*INSTRUCTIONS:*
A. Rewrite the third base passage from "But third base" to "at the position.", substituting "knee ligament" for "meniscus".
B. According to the third base passage, who is listed as the starter on the depth chart?

--- START OF SOURCE TEXT ---

But third base is the first of two positions that have major turmoil and controversy surrounding it. Last season, the Marlins rid themselves of Jorge Cantu and his awful glove at the position, planning on replacing him with Chris Coghlan for the time being. When Coghlan tore his meniscus on a celebratory leap, that plan was derailed, and the Marlins got by with a myriad of journeyman names, including Wes Helms, Donnie Murphy, Chad Tracy, and Emilio Bonifacio. This season, the Marlins are planning on taking an early look into the future at the position.

Depth Chart

Starter: Matt Dominguez
Backup: Wes Helms, Donnie Murphy, Emilio Bonifacio

Minor league depth: Ruben Gotay

This is the first season that the Marlins will be debuting a player the team developed at third base since the club moved Miguel Cabrera to the position as an emergency plan thanks to Mike Lowell‘s injury in 2003. Of course, Cabrera paid off big time eventually, despite his major defensive shortcomings. Nevertheless, Matt Dominguez is not the same player as Miguel Cabrera, and he’ll never be mistaken for the same player. But what can Dominguez bring, and how will an early big league appearance affect the 21-year old prospect?

--- END OF SOURCE TEXT ---
--- START OF EXTRACTED ENTRIES ---

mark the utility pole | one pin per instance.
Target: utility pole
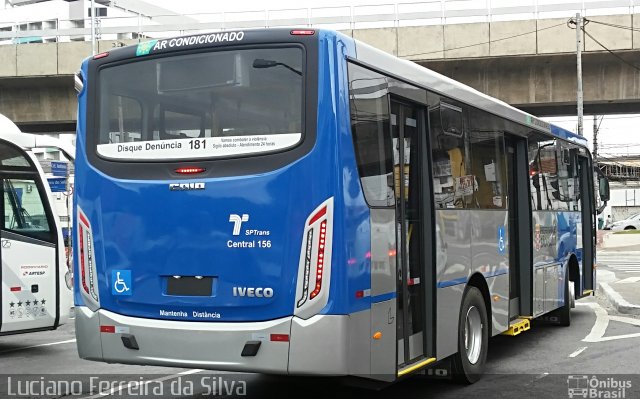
(595, 140)
(579, 71)
(93, 27)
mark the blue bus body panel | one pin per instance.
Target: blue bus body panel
(142, 228)
(352, 237)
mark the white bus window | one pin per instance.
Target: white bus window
(24, 211)
(10, 156)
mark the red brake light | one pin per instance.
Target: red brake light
(280, 337)
(101, 55)
(303, 32)
(108, 329)
(190, 171)
(320, 262)
(318, 215)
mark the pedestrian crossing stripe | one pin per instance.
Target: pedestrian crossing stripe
(628, 280)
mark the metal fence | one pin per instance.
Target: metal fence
(430, 12)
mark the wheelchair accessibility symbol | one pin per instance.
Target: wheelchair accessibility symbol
(502, 245)
(121, 282)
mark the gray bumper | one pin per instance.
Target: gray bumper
(317, 345)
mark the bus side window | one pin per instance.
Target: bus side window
(453, 186)
(543, 171)
(370, 127)
(24, 211)
(486, 138)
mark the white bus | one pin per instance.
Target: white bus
(36, 281)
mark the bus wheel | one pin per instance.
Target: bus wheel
(564, 313)
(473, 338)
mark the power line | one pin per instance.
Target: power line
(609, 51)
(609, 117)
(616, 26)
(480, 44)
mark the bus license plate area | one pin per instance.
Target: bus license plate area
(189, 285)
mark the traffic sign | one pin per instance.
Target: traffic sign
(57, 184)
(59, 168)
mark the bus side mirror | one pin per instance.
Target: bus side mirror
(605, 194)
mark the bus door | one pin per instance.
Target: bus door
(587, 208)
(519, 208)
(28, 297)
(414, 233)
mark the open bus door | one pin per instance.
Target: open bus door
(33, 292)
(414, 215)
(29, 298)
(588, 228)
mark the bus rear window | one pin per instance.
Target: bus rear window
(200, 106)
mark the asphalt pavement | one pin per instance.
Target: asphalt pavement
(618, 260)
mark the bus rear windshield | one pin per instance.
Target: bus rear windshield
(206, 105)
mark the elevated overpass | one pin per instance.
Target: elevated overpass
(527, 63)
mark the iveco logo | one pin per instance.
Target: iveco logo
(185, 186)
(258, 292)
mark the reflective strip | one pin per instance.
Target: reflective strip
(416, 366)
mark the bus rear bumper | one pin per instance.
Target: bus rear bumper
(208, 345)
(317, 346)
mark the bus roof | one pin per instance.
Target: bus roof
(403, 69)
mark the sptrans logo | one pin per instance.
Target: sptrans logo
(237, 222)
(583, 386)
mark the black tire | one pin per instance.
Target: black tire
(564, 313)
(562, 316)
(468, 364)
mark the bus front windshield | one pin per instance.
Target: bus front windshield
(201, 106)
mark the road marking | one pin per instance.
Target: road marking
(600, 326)
(602, 322)
(40, 345)
(577, 352)
(628, 280)
(135, 383)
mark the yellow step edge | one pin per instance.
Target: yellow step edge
(415, 366)
(518, 326)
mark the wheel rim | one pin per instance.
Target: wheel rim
(473, 334)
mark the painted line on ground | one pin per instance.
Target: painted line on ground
(38, 346)
(577, 352)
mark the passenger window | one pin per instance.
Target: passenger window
(369, 107)
(24, 211)
(488, 169)
(453, 184)
(543, 170)
(10, 156)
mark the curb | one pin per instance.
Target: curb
(618, 301)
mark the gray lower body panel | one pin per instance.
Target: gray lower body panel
(317, 346)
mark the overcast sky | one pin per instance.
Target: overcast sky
(619, 134)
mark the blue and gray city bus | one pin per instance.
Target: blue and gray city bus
(297, 202)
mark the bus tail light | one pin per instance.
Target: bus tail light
(314, 269)
(86, 262)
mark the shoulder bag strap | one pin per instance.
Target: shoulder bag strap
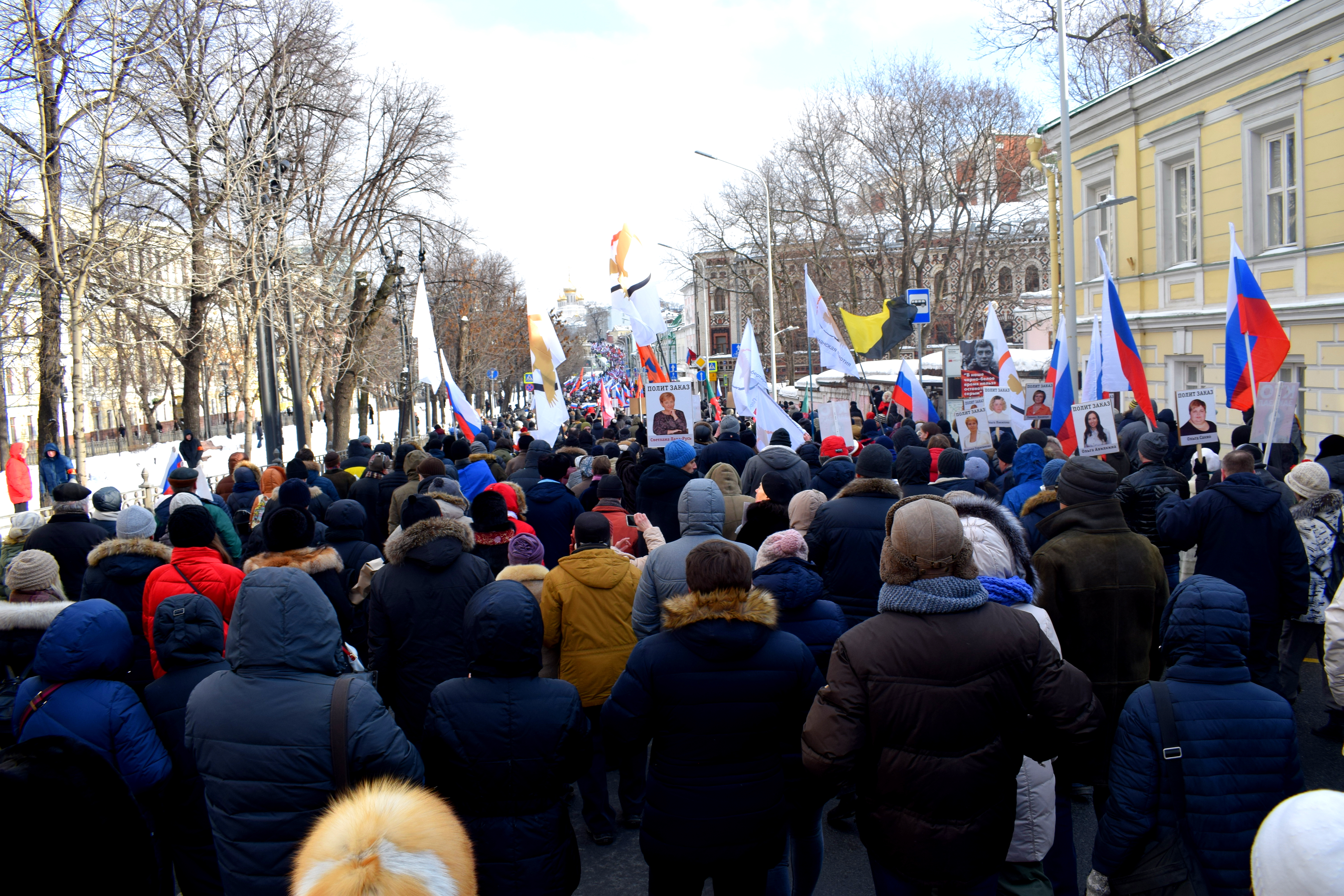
(37, 703)
(341, 695)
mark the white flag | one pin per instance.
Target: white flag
(822, 327)
(423, 330)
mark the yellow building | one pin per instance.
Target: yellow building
(1249, 131)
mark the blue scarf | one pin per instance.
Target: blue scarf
(1007, 592)
(946, 594)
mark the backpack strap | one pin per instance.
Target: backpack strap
(37, 703)
(341, 770)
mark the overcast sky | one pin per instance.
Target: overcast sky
(579, 116)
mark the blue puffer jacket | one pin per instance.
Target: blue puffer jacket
(88, 648)
(1240, 743)
(724, 696)
(796, 588)
(1029, 464)
(502, 746)
(261, 733)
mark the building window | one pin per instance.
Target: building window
(1282, 190)
(1186, 214)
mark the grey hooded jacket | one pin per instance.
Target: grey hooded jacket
(701, 512)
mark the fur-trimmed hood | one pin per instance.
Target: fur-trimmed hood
(30, 616)
(995, 514)
(427, 531)
(1325, 506)
(734, 605)
(1045, 496)
(138, 547)
(889, 488)
(311, 561)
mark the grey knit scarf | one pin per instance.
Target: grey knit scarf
(947, 594)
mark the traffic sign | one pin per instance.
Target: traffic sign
(920, 299)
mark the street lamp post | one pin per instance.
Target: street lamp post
(769, 264)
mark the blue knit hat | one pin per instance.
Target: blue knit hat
(679, 453)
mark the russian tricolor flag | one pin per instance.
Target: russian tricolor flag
(1061, 414)
(1123, 367)
(1255, 339)
(467, 417)
(909, 393)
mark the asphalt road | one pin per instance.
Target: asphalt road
(620, 870)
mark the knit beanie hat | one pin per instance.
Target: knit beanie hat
(782, 545)
(192, 527)
(1087, 479)
(419, 507)
(952, 464)
(924, 542)
(1308, 480)
(874, 463)
(592, 528)
(136, 523)
(679, 453)
(287, 528)
(525, 550)
(33, 571)
(610, 487)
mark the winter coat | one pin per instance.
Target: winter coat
(587, 605)
(1319, 523)
(780, 459)
(701, 515)
(190, 635)
(503, 745)
(796, 588)
(1036, 510)
(834, 476)
(1238, 743)
(931, 715)
(728, 449)
(87, 649)
(845, 542)
(53, 471)
(552, 511)
(261, 731)
(17, 475)
(661, 487)
(322, 565)
(1139, 498)
(22, 627)
(118, 574)
(722, 692)
(69, 538)
(208, 574)
(1247, 538)
(1104, 589)
(1029, 464)
(734, 503)
(416, 614)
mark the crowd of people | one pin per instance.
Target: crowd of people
(390, 671)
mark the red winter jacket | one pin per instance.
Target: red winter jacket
(208, 571)
(17, 475)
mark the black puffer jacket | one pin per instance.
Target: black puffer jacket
(416, 610)
(505, 743)
(1139, 496)
(845, 542)
(190, 643)
(261, 733)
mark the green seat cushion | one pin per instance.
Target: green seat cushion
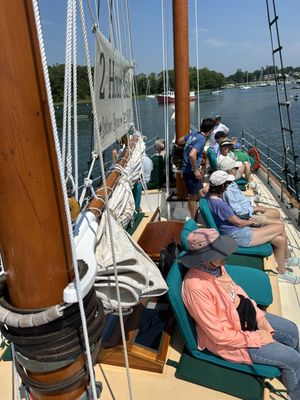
(188, 332)
(189, 226)
(241, 155)
(263, 250)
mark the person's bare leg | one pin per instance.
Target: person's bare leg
(268, 212)
(271, 213)
(240, 172)
(248, 175)
(276, 235)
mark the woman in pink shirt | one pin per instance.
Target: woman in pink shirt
(228, 323)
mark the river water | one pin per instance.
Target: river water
(254, 110)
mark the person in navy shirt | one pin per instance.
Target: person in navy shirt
(192, 155)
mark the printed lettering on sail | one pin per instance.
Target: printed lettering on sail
(113, 91)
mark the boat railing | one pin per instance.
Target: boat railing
(273, 161)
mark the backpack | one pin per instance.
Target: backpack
(177, 155)
(167, 257)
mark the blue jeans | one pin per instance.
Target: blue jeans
(284, 353)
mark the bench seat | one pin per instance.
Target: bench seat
(205, 368)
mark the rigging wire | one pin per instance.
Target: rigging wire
(67, 209)
(135, 92)
(66, 80)
(75, 99)
(98, 138)
(165, 90)
(197, 66)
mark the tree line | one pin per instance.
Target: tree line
(208, 80)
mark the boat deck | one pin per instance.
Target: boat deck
(148, 385)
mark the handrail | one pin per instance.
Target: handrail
(272, 165)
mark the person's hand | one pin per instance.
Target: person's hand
(197, 174)
(262, 323)
(265, 336)
(258, 220)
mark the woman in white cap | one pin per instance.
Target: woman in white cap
(227, 162)
(228, 323)
(244, 230)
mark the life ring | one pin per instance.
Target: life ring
(254, 153)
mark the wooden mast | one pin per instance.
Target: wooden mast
(33, 226)
(182, 78)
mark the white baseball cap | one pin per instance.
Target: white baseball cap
(227, 164)
(217, 178)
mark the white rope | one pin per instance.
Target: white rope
(67, 209)
(88, 181)
(75, 99)
(197, 65)
(166, 87)
(117, 26)
(98, 139)
(66, 79)
(15, 375)
(137, 107)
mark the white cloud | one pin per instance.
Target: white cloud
(216, 43)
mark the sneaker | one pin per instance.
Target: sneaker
(292, 261)
(289, 278)
(253, 185)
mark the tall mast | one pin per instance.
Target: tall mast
(182, 77)
(34, 236)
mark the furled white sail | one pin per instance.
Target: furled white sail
(113, 91)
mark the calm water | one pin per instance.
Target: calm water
(254, 110)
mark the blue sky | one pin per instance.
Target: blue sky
(232, 34)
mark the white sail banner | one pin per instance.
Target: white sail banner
(113, 91)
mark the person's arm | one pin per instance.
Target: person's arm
(202, 308)
(235, 220)
(182, 140)
(193, 161)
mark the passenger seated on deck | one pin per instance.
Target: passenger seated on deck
(226, 161)
(246, 231)
(242, 205)
(228, 323)
(219, 137)
(147, 167)
(160, 148)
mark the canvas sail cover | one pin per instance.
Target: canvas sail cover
(113, 91)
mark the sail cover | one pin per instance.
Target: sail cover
(113, 91)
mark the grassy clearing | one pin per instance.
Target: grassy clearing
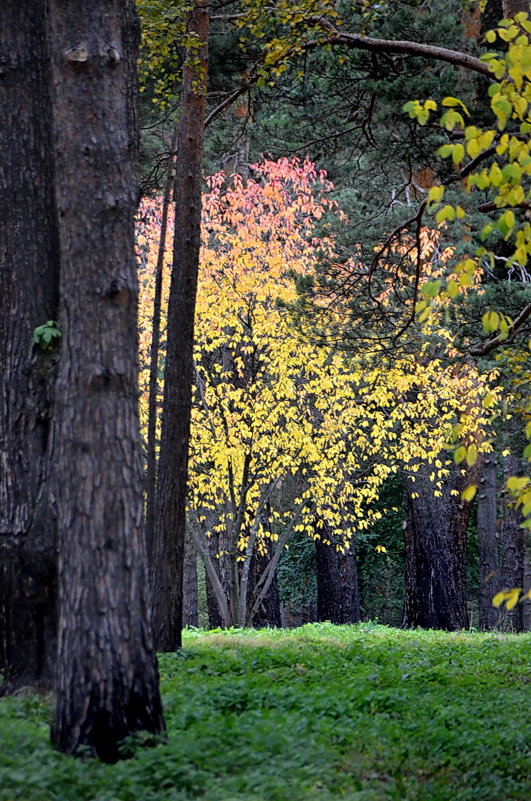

--- END OF EXTRACTED ENTRIES ---

*RESULTS FOR THE EXERCISE:*
A.
But third base is the first of two positions that have major turmoil and controversy surrounding it. Last season, the Marlins rid themselves of Jorge Cantu and his awful glove at the position, planning on replacing him with Chris Coghlan for the time being. When Coghlan tore his knee ligament on a celebratory leap, that plan was derailed, and the Marlins got by with a myriad of journeyman names, including Wes Helms, Donnie Murphy, Chad Tracy, and Emilio Bonifacio. This season, the Marlins are planning on taking an early look into the future at the position.

B. Matt Dominguez